Goal of the exercise =
Could you copy every line of the data that contains the word "target"?

Exercise data =
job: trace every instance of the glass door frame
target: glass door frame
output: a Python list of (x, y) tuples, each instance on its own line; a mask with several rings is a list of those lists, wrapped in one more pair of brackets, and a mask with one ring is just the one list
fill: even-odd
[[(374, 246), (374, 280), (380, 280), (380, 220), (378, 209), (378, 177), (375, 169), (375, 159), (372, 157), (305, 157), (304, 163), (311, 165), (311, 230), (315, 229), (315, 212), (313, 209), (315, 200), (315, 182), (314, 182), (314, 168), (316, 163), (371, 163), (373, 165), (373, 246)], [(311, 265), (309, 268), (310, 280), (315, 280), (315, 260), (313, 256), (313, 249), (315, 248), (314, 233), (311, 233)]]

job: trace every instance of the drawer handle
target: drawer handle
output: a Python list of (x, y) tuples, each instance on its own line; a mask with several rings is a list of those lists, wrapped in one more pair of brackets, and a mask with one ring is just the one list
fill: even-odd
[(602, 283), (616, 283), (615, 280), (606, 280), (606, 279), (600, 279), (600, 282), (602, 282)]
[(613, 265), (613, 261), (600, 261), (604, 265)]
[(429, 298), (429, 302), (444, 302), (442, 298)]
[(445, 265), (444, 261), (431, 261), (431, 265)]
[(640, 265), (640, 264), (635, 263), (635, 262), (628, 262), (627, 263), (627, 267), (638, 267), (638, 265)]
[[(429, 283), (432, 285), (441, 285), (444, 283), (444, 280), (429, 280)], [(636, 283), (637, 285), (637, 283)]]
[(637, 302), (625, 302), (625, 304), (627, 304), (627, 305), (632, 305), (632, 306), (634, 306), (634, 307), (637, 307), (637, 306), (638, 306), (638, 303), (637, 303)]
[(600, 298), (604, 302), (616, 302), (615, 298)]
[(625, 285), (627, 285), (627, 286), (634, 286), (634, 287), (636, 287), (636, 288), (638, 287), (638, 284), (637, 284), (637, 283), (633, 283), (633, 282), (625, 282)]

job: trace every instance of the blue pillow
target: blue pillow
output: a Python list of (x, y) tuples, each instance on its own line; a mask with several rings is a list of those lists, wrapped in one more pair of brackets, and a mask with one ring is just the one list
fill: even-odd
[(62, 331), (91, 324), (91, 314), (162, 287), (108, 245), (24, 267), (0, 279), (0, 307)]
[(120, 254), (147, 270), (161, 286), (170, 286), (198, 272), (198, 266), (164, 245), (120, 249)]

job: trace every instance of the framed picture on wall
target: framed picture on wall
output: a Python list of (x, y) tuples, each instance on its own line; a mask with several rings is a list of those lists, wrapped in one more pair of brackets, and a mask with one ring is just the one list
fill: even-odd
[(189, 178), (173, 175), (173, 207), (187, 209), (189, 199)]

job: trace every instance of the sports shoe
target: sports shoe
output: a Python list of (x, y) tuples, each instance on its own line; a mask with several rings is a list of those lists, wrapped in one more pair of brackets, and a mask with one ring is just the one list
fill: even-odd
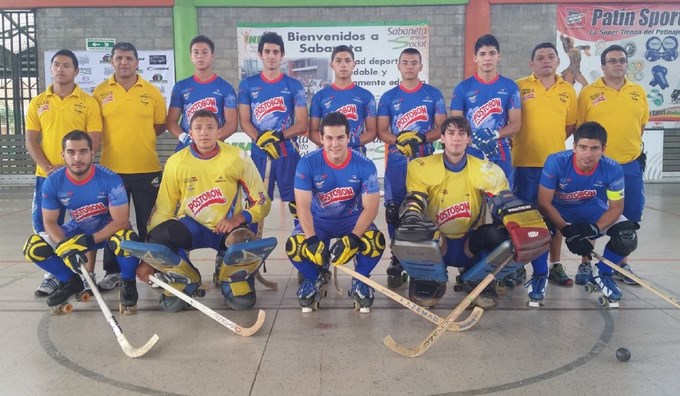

Exercise solution =
target: glass door frame
target: drawer handle
target: blue pillow
target: framed picture on wall
target: sports shoe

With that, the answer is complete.